**WRITTEN TASK**
Collect every line of the rows below that contains the word "floor", and copy each one out in full.

**DATA FOR THIS TASK**
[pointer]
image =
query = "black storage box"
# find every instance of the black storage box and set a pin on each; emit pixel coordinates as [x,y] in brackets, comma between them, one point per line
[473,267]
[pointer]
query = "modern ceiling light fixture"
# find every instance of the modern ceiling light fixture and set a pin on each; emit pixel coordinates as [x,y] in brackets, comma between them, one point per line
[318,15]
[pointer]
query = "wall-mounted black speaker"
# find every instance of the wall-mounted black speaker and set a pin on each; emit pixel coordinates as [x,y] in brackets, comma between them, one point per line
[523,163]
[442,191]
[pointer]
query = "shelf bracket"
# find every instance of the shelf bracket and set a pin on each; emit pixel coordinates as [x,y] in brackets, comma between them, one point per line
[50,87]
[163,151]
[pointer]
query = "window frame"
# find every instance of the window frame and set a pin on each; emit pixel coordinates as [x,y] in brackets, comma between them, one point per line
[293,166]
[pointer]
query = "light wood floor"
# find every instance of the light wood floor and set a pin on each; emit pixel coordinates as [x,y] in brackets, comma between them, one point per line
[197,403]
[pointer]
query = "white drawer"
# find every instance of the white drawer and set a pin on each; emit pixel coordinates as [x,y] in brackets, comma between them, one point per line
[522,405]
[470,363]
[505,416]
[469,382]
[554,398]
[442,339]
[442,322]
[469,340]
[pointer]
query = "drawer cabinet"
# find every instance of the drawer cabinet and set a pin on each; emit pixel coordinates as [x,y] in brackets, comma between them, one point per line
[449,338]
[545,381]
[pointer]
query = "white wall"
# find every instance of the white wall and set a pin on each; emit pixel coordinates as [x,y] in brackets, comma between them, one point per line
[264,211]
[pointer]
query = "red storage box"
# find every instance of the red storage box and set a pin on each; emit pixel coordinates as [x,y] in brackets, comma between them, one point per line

**OUTPUT OF THE TASK**
query = "light wood floor"
# find every instance of the light wood floor and set a pin on each; emit pixel coordinates as [x,y] in brackets, comma between them, one point per line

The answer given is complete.